Natural-language object grounding data
- Opening Delimiter -
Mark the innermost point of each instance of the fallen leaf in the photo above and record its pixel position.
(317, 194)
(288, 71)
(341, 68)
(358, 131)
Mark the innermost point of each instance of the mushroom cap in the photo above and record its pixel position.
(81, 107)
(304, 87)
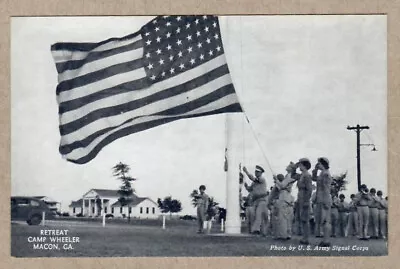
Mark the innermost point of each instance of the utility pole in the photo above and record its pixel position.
(358, 130)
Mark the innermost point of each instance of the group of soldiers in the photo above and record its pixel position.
(275, 212)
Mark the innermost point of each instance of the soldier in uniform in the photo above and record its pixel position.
(382, 215)
(374, 213)
(353, 223)
(317, 228)
(259, 198)
(284, 205)
(334, 214)
(304, 185)
(323, 197)
(363, 199)
(202, 206)
(343, 208)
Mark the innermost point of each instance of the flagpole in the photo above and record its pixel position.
(233, 223)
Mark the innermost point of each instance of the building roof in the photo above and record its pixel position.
(132, 203)
(107, 192)
(45, 198)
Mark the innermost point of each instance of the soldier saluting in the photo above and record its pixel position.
(323, 197)
(259, 198)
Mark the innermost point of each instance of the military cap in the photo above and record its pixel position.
(324, 161)
(306, 162)
(259, 169)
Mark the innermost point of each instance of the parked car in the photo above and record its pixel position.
(30, 209)
(187, 217)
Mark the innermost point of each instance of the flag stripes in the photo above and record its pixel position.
(125, 85)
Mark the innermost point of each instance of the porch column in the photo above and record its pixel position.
(83, 206)
(90, 207)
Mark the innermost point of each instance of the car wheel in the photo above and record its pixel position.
(35, 220)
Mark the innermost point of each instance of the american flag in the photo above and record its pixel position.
(173, 68)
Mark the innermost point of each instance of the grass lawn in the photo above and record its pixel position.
(179, 239)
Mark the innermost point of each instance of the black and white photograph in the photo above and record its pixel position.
(199, 136)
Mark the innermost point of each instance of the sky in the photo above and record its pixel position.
(300, 79)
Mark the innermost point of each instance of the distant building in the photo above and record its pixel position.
(53, 205)
(107, 203)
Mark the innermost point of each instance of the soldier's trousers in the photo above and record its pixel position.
(343, 216)
(363, 219)
(317, 218)
(324, 212)
(382, 222)
(374, 215)
(250, 213)
(201, 217)
(334, 221)
(353, 224)
(261, 216)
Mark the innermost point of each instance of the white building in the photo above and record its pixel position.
(91, 202)
(52, 204)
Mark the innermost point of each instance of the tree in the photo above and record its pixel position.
(121, 172)
(169, 205)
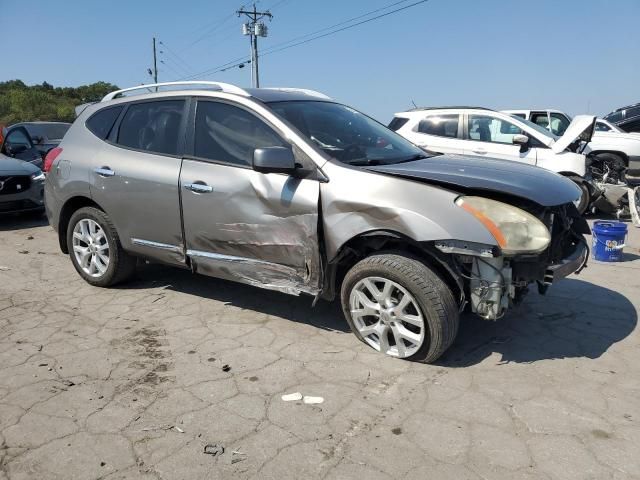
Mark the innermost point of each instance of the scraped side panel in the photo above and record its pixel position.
(254, 228)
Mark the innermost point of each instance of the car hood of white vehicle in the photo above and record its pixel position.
(635, 136)
(581, 127)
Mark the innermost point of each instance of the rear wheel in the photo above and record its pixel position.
(400, 307)
(95, 249)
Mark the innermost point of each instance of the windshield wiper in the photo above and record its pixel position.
(412, 158)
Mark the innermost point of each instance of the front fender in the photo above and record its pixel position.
(565, 162)
(356, 201)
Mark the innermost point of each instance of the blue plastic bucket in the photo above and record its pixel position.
(608, 240)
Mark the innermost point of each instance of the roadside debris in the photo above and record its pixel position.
(238, 456)
(309, 400)
(312, 400)
(214, 450)
(292, 397)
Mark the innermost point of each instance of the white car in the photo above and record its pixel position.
(609, 144)
(487, 133)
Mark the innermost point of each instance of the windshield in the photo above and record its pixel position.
(48, 131)
(346, 134)
(536, 127)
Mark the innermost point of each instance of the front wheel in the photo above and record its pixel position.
(95, 249)
(400, 307)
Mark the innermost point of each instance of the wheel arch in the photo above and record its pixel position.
(375, 241)
(72, 205)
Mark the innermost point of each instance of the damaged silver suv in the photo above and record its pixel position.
(289, 190)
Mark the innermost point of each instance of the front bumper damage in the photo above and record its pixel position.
(493, 283)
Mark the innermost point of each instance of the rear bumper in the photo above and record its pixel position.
(570, 264)
(29, 200)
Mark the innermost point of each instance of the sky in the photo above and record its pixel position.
(579, 56)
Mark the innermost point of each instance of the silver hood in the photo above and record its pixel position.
(539, 185)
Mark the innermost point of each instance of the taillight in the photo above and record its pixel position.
(50, 158)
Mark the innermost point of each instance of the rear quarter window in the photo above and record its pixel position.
(440, 125)
(101, 122)
(152, 126)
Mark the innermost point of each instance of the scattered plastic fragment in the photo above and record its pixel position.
(312, 400)
(292, 397)
(214, 450)
(238, 456)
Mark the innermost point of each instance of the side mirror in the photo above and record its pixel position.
(15, 149)
(519, 139)
(274, 160)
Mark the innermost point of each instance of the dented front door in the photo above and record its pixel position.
(243, 225)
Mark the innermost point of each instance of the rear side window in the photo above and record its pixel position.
(152, 126)
(101, 122)
(397, 123)
(540, 119)
(440, 125)
(229, 134)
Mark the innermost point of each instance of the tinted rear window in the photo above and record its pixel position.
(152, 126)
(49, 131)
(440, 125)
(100, 123)
(397, 123)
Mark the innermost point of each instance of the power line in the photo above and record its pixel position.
(178, 58)
(314, 36)
(214, 28)
(275, 50)
(170, 67)
(386, 7)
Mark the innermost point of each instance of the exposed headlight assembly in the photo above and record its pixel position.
(515, 230)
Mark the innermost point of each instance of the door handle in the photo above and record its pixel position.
(199, 187)
(105, 172)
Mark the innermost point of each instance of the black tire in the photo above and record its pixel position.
(436, 300)
(121, 266)
(585, 199)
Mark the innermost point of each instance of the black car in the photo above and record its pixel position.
(31, 141)
(21, 186)
(627, 118)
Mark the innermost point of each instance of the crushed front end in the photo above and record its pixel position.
(496, 278)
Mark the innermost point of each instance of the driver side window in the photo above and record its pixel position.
(484, 128)
(229, 134)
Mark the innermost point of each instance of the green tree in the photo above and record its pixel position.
- Closing Delimiter -
- _Task objective_
Your reply should consist of the data, transcribed exactly, and should hold no pictures.

- _Response below_
Mark the innermost point of each instance of the fallen leaf in the photo above and record its pixel position.
(317, 194)
(288, 71)
(341, 68)
(358, 131)
Mark the innermost point of each instance of the mushroom cap in the photo above and record its pixel position.
(81, 107)
(304, 87)
Mark the innermost point of each instance of the utility pole in the photo above and record its pixel position.
(358, 130)
Mark the innermost point of each instance of the group of soldiers in the photo above and record its pixel position.
(275, 212)
Mark the innermost point of each instance of the soldier in uniform in the photo above and record its pixel position.
(382, 215)
(374, 213)
(353, 223)
(317, 228)
(259, 198)
(284, 205)
(334, 214)
(304, 185)
(323, 197)
(363, 199)
(202, 206)
(343, 208)
Mark the innermost point of each instance of the flagpole in the photo above and record its pixel position.
(233, 223)
Mark the innermost point of each instance of the building roof in the photo above and record its pixel position.
(132, 203)
(107, 192)
(45, 198)
Mark the innermost point of each instance of the soldier saluting in the photo above and record its pixel position.
(323, 197)
(259, 198)
Mark the innermost point of each instance of the military cap in the photo above and record its pixel position.
(324, 161)
(306, 162)
(259, 169)
Mark the innermost point of each instance of the parked car in the photo above and record its pixel position.
(30, 209)
(187, 217)
Mark the innermost point of each instance of the flag stripes in the photo above and record its pixel position.
(125, 85)
Mark the innermost point of each instance of the porch column in the photo above and record its pixel position.
(83, 206)
(90, 207)
Mark the innermost point of each instance of the car wheel in the photo above and record its pixel position.
(35, 220)
Mark the innermost point of each instance of the american flag in the photo above and record its pixel position.
(173, 68)
Mark the innermost point of each instance of the grass lawn in the photo above and record its pixel position.
(179, 239)
Mark the innermost point of each instance of the black and white photograph in the photo above and record its pixel position.
(199, 136)
Mark the innermost point of each instance of the sky in the photo above and record its pixel position.
(300, 79)
Mark the innermost point of each instance of the distant building in the photo above and record its pixel position.
(53, 205)
(107, 203)
Mark the innermost point of each instance of the soldier's trousers in the photo above and record its pixel position.
(343, 216)
(363, 219)
(317, 218)
(324, 212)
(382, 222)
(374, 215)
(250, 213)
(201, 217)
(334, 221)
(353, 224)
(261, 216)
Mark the innermost point of each instance of the white building in the photo above and record its pixel position.
(91, 202)
(52, 204)
Mark the innermost point of each instance of the tree in the photo above and record its pixel position.
(121, 172)
(169, 205)
Mark the innermost point of each instance of the scraped side panel in the photo above and record its pixel position.
(254, 228)
Mark the innermost point of each instance of the car hood of white vehicle in the photo above and record its pixel position.
(635, 136)
(581, 127)
Mark the innermost point of each instance of the rear wheel in the photo above and record its pixel position.
(400, 307)
(95, 249)
Mark the innermost point of each instance of the windshield wiper in the photo above and record its pixel position.
(412, 158)
Mark the innermost point of each instance of the front fender in the photo above and record its pixel position.
(565, 162)
(356, 201)
Mark the innermost point of each instance of the blue plastic bucket in the photo above and record its pixel position.
(608, 240)
Mark the innermost point of each instance of the roadside debris in the photo above and record its pixel position.
(238, 456)
(309, 400)
(312, 400)
(214, 450)
(292, 397)
Mark the innermost point of each instance of the white car in the photo above and record its pixel position.
(609, 144)
(487, 133)
Mark the innermost point of each instance of the windshield in the photo above and record its pixel position.
(48, 131)
(346, 134)
(536, 127)
Mark the innermost point of each instance of the front wheel in the photo above and record its pixel position.
(95, 249)
(400, 307)
Mark the innermost point of each instance of the wheel arch in the photo above and record its pixel position.
(375, 241)
(72, 205)
Mark the innermost point of each instance of the damaged silver suv in the photo above and record its pixel position.
(289, 190)
Mark the innermost point of each instance of the front bumper damage in the photo above and record its pixel position.
(493, 283)
Mark the innermost point of each instance of the rear bumper in the photo above and record its pixel position.
(570, 264)
(29, 200)
Mark the innermost point of each instance of the sky in the photo above and record its pixel position.
(579, 56)
Mark the innermost point of each instance of the silver hood in the photo above and record its pixel position.
(539, 185)
Mark the innermost point of each instance of the taillight in the photo above and record its pixel position.
(50, 158)
Mark the innermost point of each instance of the rear quarter window in the photo above and record its pixel position.
(440, 125)
(101, 122)
(152, 126)
Mark the innermost point of each instance of the scattered plastic fragment in the photo above and record its pixel position.
(312, 400)
(292, 397)
(214, 450)
(238, 456)
Mark the innermost point of each instance of the side mirror in the photo above and record its pixel position.
(15, 149)
(519, 139)
(274, 160)
Mark the innermost point of each instance of the dented front door in the photo above and record its pixel position.
(243, 225)
Mark the innermost point of each instance of the rear side window in the photo above and record its pixel position.
(152, 126)
(101, 122)
(397, 123)
(540, 119)
(440, 125)
(229, 134)
Mark the innermost point of each instance of the tinted rear window in the photo above and record its pixel position.
(152, 126)
(49, 131)
(440, 125)
(100, 123)
(397, 123)
Mark the innermost point of each instance of the power line in the photo above and record its pixel position.
(178, 58)
(314, 36)
(214, 28)
(275, 50)
(170, 67)
(386, 7)
Mark the innermost point of each instance of the exposed headlight assembly in the photo above and record its pixel position.
(515, 230)
Mark the innermost point of each instance of the door handle in the photo above and record its pixel position.
(199, 187)
(105, 172)
Mark the innermost point of each instance of the black tire in the photo above and record its pixel position.
(436, 300)
(121, 266)
(585, 199)
Mark the innermost point of each instance of the black car in the photo above and record its pixel position.
(31, 141)
(21, 186)
(627, 118)
Mark the innermost point of each instance of the crushed front end in the photo above and record its pixel position.
(496, 278)
Mark the innermost point of each instance of the driver side window in the photo above and record its pixel position.
(484, 128)
(229, 134)
Mark the innermost point of each instance of the green tree in the photo above and record its pixel position.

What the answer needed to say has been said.